● Фрагмент текста

А «третья особа» — сам министр юстиции граф Панин — «заключила»:
— По осмотру тела оказалось, что горло около перереза завернуто волосами распущенной косы, что могло служить для одного лишь удержания стремительного течения крови. Принятие подобной меры в поле, в овраге, было бы излишним и даже опасным для убийцы, которому надлежало торопиться уехать и не оставить на себе кровавых следов преступления. Для перереза горла ножом после того, как уже тело было вывалено в овраг, убийце надлежало выйти из саней, подходить к телу и потом возвращаться к саням. Такое действие не могло не оставить на снегу в овраге следов человеческих. Между тем в осмотре места, учиненном 9 ноября, обнаружены лишь следы копыт и саней, человеческих же следов нет. Соображения эти ведут к тому убеждению, что Деманш зарезана не в поле и не в ее квартире, в которой по осмотру следователей 10 ноября знаков крови не найдено.
Если не в поле и не на квартире, то оставалось только одно место — флигель Сухово-Кобылина. Но граф Панин, следуя своему правилу, которое составляло одну из особенностей его красноречия, уклонялся говорить об этом прямо.
Мнения посыпались одно за другим, и все они были суть сомнения в достоверности показаний Егорова. Сухово-Кобылин вместе с помещиком Муромским вздыхал:
…сенат опять взошел, сначала, говорит, обратить к переследованию — это значит опять на четыре года; а потом пошел на разногласия. Составилось по этому бедственному делу девять различных мнений.
Рассуждения о казусах отечественной юриспруденции автор вкладывает и в уста Варравина и Тарелкина:
— Кроме этих мнений и солисты оказались. <…> И одно мнение по новой формуле.
— По какой это?
— А не не-веро-ятно!.. <…> Извольте видеть: относительно незаконной связи Муромской с Кречинским вопрос подвигнут далее, а именно, что при такой-де близости лиц и таинственности-де их отношений не неверо…ятно… что мог оказаться и ребенок.
Взбешенный всеми этими «особыми мнениями» и в первую очередь тем, что на заседаниях Сената зачитывались вслух его любовные записки, Александр Васильевич во всех своих последующих показаниях стал отрицать не только любовную связь с Нарышкиной, но и с самой Симон-Деманш.

● Исходные данные
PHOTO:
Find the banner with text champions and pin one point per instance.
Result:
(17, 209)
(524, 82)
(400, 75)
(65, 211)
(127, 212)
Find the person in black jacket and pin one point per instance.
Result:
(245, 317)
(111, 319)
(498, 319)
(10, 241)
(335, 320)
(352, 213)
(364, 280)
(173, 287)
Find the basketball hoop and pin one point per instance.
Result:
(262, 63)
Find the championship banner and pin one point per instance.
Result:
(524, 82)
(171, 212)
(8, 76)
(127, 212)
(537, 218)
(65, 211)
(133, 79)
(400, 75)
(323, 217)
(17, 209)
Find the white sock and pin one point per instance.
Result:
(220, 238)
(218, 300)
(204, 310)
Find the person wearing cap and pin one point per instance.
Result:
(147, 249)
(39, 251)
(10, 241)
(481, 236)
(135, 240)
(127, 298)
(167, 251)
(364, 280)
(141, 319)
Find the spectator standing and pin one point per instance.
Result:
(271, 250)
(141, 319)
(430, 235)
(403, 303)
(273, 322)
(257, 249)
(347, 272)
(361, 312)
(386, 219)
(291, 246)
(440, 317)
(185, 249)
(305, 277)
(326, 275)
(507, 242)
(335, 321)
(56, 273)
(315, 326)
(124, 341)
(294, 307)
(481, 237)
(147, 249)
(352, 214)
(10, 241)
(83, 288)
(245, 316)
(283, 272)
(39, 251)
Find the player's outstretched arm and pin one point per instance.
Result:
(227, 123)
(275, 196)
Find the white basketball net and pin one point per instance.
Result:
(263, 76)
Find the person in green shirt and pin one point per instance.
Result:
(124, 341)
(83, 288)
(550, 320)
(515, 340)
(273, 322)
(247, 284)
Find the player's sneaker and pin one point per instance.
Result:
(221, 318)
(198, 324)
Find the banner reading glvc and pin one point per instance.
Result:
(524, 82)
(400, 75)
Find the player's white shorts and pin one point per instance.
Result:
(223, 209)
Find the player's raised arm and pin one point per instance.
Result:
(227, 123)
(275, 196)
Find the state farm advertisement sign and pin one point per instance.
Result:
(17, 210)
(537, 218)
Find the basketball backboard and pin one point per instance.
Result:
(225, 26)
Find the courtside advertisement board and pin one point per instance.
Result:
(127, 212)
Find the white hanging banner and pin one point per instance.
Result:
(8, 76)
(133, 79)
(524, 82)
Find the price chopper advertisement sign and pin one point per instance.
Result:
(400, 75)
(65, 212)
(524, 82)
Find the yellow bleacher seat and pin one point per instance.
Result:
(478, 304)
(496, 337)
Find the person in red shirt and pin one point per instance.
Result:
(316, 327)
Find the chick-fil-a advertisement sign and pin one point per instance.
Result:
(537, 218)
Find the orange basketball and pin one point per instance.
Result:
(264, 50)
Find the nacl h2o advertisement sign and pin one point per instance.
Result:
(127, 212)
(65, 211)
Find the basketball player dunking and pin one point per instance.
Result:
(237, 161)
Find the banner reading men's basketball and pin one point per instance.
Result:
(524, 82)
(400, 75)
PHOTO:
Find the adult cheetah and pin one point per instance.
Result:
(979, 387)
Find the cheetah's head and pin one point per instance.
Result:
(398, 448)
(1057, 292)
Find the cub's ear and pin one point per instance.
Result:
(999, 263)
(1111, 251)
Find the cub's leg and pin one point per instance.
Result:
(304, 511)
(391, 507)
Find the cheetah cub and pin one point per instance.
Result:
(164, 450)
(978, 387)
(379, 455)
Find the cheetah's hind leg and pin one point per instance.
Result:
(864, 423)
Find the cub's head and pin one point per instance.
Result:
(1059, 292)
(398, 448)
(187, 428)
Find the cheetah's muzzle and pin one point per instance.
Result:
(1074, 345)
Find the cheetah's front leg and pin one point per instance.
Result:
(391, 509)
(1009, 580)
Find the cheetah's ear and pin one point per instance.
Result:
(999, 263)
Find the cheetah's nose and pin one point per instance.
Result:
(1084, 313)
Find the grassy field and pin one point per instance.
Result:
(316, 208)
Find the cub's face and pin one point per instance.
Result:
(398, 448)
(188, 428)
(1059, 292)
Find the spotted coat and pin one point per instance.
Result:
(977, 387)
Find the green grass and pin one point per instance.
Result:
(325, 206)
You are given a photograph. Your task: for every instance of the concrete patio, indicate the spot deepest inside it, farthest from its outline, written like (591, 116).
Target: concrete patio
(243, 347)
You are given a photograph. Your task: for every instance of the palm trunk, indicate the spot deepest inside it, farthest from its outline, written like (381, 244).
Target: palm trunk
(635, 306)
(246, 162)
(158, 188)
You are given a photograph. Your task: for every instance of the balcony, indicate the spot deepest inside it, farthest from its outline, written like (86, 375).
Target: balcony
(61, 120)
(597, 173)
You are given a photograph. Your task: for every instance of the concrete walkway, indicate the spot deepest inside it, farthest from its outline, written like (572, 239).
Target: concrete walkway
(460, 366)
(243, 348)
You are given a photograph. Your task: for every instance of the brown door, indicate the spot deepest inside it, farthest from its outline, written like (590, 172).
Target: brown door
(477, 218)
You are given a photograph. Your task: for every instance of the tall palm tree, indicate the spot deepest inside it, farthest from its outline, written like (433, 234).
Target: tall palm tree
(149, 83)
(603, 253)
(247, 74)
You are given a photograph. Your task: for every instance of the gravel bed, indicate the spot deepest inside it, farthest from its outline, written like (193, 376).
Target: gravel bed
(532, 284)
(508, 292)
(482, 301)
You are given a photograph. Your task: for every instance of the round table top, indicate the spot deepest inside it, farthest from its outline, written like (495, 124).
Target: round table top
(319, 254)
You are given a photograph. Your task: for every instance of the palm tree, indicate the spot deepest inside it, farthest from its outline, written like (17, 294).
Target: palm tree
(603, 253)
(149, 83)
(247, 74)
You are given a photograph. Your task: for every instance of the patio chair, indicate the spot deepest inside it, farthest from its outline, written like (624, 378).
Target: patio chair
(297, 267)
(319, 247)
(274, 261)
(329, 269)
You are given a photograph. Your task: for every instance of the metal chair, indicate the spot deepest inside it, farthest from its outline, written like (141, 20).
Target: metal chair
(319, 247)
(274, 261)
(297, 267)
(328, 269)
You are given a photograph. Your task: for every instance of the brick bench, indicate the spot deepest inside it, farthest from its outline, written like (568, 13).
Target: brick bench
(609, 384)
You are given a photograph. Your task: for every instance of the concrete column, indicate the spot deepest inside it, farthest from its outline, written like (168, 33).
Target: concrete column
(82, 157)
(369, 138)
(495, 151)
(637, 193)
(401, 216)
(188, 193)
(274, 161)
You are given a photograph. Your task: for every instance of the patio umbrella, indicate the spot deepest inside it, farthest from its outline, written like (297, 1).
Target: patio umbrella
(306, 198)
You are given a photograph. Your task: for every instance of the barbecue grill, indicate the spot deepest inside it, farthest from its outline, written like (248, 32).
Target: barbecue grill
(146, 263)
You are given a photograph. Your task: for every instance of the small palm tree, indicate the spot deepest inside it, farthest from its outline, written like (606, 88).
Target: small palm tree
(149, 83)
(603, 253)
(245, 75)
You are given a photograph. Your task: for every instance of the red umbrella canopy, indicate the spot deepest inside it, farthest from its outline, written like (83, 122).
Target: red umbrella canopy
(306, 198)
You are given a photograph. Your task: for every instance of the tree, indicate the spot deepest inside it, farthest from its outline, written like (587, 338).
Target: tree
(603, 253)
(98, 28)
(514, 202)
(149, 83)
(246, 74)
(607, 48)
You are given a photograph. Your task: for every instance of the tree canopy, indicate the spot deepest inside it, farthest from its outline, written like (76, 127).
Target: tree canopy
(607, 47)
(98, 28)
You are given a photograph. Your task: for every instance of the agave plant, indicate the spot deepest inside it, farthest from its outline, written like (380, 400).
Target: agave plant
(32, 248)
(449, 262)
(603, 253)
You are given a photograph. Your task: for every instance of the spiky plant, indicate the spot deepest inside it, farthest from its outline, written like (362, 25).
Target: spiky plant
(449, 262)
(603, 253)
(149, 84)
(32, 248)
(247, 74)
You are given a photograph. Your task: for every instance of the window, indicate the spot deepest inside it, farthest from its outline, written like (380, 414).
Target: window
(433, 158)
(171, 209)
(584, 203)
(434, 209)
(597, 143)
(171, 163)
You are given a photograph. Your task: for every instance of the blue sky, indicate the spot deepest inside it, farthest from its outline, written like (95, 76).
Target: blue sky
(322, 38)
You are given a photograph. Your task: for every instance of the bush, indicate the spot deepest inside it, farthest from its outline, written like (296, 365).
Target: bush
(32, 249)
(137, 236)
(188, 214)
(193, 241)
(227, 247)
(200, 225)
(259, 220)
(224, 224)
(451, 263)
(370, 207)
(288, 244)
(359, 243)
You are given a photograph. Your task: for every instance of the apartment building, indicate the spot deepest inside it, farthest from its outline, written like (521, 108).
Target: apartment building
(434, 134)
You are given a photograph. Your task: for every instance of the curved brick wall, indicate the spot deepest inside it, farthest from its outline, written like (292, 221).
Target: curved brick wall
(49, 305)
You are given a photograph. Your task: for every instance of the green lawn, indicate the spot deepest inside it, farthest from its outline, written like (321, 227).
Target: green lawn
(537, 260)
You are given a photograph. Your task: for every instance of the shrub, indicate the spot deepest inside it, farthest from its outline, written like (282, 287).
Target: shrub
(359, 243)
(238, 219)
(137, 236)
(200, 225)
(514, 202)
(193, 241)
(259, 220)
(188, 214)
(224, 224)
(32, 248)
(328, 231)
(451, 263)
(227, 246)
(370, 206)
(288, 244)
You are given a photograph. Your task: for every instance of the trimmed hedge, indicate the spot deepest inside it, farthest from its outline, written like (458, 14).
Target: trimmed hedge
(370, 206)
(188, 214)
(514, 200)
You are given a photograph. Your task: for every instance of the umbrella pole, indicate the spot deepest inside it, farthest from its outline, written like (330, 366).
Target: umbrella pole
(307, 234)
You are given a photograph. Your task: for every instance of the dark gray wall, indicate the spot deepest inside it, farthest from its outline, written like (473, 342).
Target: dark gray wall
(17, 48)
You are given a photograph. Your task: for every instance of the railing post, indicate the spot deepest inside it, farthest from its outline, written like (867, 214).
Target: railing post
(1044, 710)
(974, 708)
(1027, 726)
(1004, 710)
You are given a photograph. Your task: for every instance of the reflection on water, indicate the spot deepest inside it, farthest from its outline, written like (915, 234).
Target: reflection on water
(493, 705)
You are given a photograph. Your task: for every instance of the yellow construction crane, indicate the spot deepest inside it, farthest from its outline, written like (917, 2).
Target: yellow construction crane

● Над чем работать
1 - Какие следы, согласно фрагменту о деле Симон-Деманш, были обнаружены при осмотре места 9 ноября?
2 - Продолжите фрагмент о деле Симон-Деманш, начав сразу после его последнего предложения.

● Ответы по заданиям
1 - Были обнаружены лишь следы копыт и саней, а человеческих следов не было.

2 -
— С Нарышкиной я никогда никакой связи не имел, — заявил он на допросе 13 сентября 1851 года. — От Симон-Деманш никогда не удалялся, и отношения мои с нею всегда оставались как прежде, то есть уважения к ее отличным качествам, привязанности и совершенного доверия. Любовной связи с нею я никогда не имел. И довольно естественно, что близость наша давала повод людской молве перетолковывать отношения наши в обидную для женщины сторону
«Соображения» министра юстиции, высказанные в Сенате, подкреплялись медицинской конторой московской полиции, которая вновь была привлечена Закревским к деятельности Особой следственной комиссии и сделала следующее заключение:
«При перерезе больших кровеносных сосудов шеи, каковые в особенности суть сонные артерии и яремные вены, происходит в живом теле чрезвычайно обильное и стремительное кровотечение, какого, однако, на том месте, где найдено было тело Деманш, несмотря на совершенное почти в оном бескровие, не было замечено, ибо количество крови усмотрено малое, примерно простиравшееся только более фунта».
Заключение это, по сути дела, прямо указывало на то, что убийство Деманш могло произойти только во флигеле Сухово-Кобылина, где были найдены «потоки и брызги кровавые, частью уже смытые». При этом ни медицинская контора, ни сенаторы, ни обер-прокуроры не обращали ни малейшего внимания на показания повара Ефима Егорова от 22 ноября 1850 года, в которых тот признался:
— В сенях я резал цыплят и кур, отчего и кровь в оных оказалась, и, помнится мне, что и на заднем крыльце что-то резали — утку или цыпленка.